### Aim of the task
Word for word, retype every line of the data.

### Extracted records
══════════════════════════════

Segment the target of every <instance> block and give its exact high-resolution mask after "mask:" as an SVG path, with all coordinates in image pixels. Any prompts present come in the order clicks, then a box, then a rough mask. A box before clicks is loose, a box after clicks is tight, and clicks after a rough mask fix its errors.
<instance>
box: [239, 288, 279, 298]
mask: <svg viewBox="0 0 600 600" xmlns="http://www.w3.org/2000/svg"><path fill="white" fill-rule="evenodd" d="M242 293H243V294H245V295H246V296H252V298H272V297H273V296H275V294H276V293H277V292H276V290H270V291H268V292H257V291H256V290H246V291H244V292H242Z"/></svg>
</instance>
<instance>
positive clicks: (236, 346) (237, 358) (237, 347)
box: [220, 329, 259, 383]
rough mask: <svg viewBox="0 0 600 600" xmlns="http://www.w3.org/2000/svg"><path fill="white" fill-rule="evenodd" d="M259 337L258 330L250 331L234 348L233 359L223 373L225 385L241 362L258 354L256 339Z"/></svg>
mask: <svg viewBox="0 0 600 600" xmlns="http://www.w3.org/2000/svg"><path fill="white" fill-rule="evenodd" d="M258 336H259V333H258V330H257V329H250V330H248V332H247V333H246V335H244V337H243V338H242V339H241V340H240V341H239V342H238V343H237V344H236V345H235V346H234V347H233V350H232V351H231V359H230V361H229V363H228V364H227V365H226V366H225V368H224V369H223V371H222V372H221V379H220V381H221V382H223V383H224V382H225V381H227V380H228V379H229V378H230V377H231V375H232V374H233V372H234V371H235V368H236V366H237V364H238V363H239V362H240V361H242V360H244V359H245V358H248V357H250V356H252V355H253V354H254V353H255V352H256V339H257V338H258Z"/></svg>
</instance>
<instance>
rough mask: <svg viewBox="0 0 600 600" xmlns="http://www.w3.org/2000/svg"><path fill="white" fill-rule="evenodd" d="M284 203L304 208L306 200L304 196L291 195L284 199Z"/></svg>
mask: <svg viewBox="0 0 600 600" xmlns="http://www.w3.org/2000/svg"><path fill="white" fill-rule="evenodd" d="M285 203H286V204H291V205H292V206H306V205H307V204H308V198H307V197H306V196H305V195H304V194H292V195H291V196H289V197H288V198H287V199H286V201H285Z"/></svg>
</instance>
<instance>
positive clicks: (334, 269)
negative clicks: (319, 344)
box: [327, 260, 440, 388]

══════════════════════════════

### Your solution
Segment the target of every <instance> block and give its exact high-resolution mask after "mask:" as an SVG path, with all coordinates in image pixels. Any prompts present come in the order clicks, then a box, then a rough mask. A box before clicks is loose, a box after clicks is tight, and clicks after a rough mask fix its errors.
<instance>
box: [239, 288, 279, 298]
mask: <svg viewBox="0 0 600 600" xmlns="http://www.w3.org/2000/svg"><path fill="white" fill-rule="evenodd" d="M242 293H243V294H245V295H246V296H252V298H272V297H273V296H275V294H276V293H277V292H276V290H270V291H268V292H257V291H256V290H246V291H244V292H242Z"/></svg>
</instance>
<instance>
positive clicks: (236, 346) (237, 358) (237, 347)
box: [220, 329, 259, 383]
rough mask: <svg viewBox="0 0 600 600" xmlns="http://www.w3.org/2000/svg"><path fill="white" fill-rule="evenodd" d="M259 337L258 330L250 331L234 348L233 359L223 373L225 385L241 362L258 354L256 339Z"/></svg>
mask: <svg viewBox="0 0 600 600" xmlns="http://www.w3.org/2000/svg"><path fill="white" fill-rule="evenodd" d="M258 336H259V333H258V330H257V329H250V330H248V332H247V333H246V335H244V337H243V338H242V339H241V340H240V341H239V342H238V343H237V344H236V345H235V346H234V347H233V350H232V351H231V359H230V361H229V363H228V364H227V365H226V366H225V368H224V369H223V371H222V372H221V379H220V381H221V382H223V383H224V382H225V381H227V380H228V379H229V378H230V377H231V375H232V374H233V372H234V371H235V368H236V366H237V364H238V363H239V362H240V361H242V360H244V359H245V358H248V357H250V356H252V355H253V354H254V353H255V352H256V339H257V338H258Z"/></svg>
</instance>
<instance>
rough mask: <svg viewBox="0 0 600 600" xmlns="http://www.w3.org/2000/svg"><path fill="white" fill-rule="evenodd" d="M284 203L304 208L306 200L304 196L291 195L284 199Z"/></svg>
mask: <svg viewBox="0 0 600 600" xmlns="http://www.w3.org/2000/svg"><path fill="white" fill-rule="evenodd" d="M285 203H286V204H291V205H292V206H306V205H307V204H308V198H307V197H306V196H305V195H304V194H292V195H291V196H289V197H288V198H287V199H286V201H285Z"/></svg>
</instance>
<instance>
positive clicks: (334, 269)
negative clicks: (319, 344)
box: [327, 260, 440, 388]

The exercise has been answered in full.